__Selection__.
=======

37. It is true that the wound certificate issued by the Doctor was not placed before the detaining authority. However, in our view, it does not in any way affect the impugned order of detention passed by the detaining authority. The reason being that the detenu was found in Bangalore on 17-9-1992. On that day, he requested the D.R.I. officials that he was not in a position to make the statement and requested them to record his statement on 18-9-1992. Accordingly, his statement was recorded on 19-9-1992. On 19-9-1992, he has not complained of any threat or ill-treatment. The detenu applied for bail on 21-9-1992. Even on that day, he did not make any complaint about the alleged threat or ill-treatment. It is only on 22-9-1992, he has stated in the bail application that he has been subjected to ill-treatment. Further, the wound certificate does not indicate any external injury. In the grounds of detention, there is a reference by the detaining authority, the manner in which the detenu had applied for bail before the Special Judge. Taking into account the fact that there was not complaint of ill-treatment on 19-9-1992, we agree with the detaining authority that the allegation in his bail application on 22-9-1992 is only an afterthought. Therefore, we see no substance in the argument of the learned counsel for the petitioner in this regard.

=======

__Input for this task__.
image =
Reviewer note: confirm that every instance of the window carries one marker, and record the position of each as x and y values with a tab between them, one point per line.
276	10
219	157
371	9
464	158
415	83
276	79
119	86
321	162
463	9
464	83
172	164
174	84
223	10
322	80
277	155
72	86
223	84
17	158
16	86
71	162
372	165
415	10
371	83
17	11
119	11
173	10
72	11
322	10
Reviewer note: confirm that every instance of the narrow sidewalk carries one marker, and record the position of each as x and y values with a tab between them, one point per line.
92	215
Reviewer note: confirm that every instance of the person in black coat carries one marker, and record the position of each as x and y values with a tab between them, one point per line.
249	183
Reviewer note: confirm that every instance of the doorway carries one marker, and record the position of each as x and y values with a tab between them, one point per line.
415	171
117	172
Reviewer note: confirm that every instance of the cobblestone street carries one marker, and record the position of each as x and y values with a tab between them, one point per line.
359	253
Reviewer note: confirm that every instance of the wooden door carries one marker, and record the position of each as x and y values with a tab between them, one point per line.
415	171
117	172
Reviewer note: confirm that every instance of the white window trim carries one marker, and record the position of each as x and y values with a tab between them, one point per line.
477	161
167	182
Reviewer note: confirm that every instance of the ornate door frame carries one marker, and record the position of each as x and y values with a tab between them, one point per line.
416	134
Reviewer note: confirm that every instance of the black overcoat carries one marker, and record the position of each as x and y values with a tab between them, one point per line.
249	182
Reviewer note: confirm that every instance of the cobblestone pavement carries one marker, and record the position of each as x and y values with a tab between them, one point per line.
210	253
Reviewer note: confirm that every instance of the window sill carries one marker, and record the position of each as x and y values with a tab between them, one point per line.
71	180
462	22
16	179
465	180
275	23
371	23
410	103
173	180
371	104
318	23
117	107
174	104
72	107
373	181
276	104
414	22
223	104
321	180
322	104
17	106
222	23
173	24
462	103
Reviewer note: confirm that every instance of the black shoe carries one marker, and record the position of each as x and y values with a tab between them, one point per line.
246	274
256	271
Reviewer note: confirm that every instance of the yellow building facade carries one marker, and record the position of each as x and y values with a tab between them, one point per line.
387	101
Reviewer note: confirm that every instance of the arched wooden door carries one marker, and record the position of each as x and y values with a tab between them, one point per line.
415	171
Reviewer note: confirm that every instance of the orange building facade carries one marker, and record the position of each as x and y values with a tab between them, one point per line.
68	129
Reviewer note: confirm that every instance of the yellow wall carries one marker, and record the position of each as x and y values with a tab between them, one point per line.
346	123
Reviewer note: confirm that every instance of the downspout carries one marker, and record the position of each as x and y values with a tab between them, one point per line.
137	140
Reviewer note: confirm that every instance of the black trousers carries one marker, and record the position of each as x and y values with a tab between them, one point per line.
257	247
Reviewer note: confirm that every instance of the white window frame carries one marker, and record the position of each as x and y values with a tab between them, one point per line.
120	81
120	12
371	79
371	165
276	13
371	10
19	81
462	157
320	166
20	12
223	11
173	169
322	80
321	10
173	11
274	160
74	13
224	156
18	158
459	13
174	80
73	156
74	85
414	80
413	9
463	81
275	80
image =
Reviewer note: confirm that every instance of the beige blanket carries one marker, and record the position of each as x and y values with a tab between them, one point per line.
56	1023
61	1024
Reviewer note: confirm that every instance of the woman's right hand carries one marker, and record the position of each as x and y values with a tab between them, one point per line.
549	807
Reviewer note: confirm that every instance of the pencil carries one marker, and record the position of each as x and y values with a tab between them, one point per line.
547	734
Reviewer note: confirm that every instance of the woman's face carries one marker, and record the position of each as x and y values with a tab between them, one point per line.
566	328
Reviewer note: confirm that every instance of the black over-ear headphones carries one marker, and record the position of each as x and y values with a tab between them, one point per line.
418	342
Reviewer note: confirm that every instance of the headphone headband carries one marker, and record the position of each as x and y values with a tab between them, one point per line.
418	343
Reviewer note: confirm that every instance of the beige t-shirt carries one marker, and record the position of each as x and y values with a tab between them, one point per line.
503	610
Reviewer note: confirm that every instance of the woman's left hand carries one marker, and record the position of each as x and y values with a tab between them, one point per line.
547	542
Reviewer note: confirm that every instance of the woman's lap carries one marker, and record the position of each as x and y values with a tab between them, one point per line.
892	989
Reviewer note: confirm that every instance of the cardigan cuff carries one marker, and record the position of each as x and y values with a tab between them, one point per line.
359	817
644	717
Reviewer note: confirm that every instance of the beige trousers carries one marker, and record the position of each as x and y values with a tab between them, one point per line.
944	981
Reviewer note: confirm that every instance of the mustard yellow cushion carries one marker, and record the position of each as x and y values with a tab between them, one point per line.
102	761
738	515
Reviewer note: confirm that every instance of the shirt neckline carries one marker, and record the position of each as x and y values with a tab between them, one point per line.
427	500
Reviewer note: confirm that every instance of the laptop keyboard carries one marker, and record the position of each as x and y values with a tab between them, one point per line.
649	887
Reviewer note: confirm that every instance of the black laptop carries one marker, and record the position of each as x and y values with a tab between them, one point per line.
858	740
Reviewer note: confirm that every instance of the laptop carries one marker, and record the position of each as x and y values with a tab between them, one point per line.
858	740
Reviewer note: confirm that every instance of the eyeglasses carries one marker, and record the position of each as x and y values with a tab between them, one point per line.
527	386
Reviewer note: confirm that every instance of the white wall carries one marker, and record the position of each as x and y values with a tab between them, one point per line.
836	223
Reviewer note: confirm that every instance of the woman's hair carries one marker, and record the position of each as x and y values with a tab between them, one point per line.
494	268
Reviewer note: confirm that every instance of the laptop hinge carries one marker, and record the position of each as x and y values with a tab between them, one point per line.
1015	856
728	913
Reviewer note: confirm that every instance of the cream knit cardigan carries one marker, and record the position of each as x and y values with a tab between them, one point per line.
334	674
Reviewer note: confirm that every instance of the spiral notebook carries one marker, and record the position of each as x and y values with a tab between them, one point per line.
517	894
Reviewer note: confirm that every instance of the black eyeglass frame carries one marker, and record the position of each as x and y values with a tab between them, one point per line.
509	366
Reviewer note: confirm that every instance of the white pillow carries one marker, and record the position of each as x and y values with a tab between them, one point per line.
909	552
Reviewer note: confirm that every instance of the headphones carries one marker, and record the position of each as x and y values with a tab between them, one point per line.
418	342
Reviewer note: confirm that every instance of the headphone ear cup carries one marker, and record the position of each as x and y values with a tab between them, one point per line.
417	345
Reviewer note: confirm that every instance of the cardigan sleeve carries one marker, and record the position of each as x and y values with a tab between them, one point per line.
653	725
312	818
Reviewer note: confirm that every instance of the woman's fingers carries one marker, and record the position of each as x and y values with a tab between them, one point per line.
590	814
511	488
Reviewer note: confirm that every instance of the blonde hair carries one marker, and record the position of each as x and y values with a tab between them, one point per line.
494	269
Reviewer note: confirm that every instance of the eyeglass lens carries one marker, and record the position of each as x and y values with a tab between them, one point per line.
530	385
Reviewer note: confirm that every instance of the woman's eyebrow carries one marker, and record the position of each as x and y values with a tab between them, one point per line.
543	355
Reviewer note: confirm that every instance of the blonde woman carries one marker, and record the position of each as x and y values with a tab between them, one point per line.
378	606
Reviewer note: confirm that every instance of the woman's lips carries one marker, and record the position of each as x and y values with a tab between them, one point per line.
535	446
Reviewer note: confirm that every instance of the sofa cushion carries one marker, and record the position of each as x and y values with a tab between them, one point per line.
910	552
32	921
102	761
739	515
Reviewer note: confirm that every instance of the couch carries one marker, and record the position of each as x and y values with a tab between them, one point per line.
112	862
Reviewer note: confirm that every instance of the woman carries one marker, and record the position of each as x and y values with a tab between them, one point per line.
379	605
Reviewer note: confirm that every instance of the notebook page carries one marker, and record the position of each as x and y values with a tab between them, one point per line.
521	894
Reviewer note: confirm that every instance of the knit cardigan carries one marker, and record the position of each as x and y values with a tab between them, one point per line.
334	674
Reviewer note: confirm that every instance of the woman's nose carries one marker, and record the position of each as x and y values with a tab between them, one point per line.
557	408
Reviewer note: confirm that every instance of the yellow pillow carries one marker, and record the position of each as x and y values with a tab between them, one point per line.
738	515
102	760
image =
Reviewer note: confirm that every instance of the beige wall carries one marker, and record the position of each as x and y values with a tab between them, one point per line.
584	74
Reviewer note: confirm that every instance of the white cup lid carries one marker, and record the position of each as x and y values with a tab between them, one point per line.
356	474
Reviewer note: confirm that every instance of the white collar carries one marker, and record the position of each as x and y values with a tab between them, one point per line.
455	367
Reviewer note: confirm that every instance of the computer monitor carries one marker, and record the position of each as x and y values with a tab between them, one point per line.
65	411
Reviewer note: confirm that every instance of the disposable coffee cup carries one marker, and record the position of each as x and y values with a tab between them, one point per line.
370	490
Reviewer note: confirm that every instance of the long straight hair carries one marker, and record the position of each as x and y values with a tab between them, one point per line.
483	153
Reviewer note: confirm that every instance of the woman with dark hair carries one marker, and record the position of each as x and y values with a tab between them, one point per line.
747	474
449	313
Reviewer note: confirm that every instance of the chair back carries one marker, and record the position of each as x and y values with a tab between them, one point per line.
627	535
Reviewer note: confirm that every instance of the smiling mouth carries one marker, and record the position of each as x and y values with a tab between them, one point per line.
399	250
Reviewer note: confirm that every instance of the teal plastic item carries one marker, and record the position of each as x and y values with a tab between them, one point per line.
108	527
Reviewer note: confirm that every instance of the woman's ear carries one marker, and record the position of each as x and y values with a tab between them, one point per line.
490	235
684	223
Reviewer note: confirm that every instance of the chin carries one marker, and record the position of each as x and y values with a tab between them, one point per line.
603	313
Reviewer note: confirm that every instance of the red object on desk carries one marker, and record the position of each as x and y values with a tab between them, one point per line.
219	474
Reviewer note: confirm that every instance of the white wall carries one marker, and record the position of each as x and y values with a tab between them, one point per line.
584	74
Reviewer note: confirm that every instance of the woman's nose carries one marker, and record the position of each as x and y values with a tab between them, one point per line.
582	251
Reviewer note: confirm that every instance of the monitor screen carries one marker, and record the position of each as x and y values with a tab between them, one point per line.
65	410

=======

__Objectives__.
- A) Gather every line of the entries that contains the word "black".
- B) Write the next part of the detention ruling, picking up after its last sentence.
The detention ruling and the entries have nothing to do with each other.

__Results of the tasks__.
- A)
Reviewer note: confirm that every instance of the person in black coat carries one marker, and record the position of each as x and y values with a tab between them, one point per line.
Reviewer note: confirm that every instance of the black overcoat carries one marker, and record the position of each as x and y values with a tab between them, one point per line.
Reviewer note: confirm that every instance of the black shoe carries one marker, and record the position of each as x and y values with a tab between them, one point per line.
Reviewer note: confirm that every instance of the black trousers carries one marker, and record the position of each as x and y values with a tab between them, one point per line.
Reviewer note: confirm that every instance of the black over-ear headphones carries one marker, and record the position of each as x and y values with a tab between them, one point per line.
Reviewer note: confirm that every instance of the black laptop carries one marker, and record the position of each as x and y values with a tab between them, one point per line.
Reviewer note: confirm that every instance of the black eyeglass frame carries one marker, and record the position of each as x and y values with a tab between them, one point per line.

- B)
38. The fact that there is difference in the Hindi version of the parawise remarks offered and the english version, is not of much consequence. The detenu is a graduate in english. Therefore, the hindi version is not relevant. In this context, we rely on the judgment of the Supreme Court in A. Alangarasamy v. State of Tamil Nadu, : 1987CriLJ1887 . In the said case there was a variation between Tamil and english version of grounds supplied to the detenu. Detenu knows only Tamil. The learned Judges held that the alleged difference between the two versions is not consequential. The order of detention and grounds accompanied clearly spelt out why the detenu was being detained. It was also held that the two versions were not so different as to cause any prejudice to the detenu.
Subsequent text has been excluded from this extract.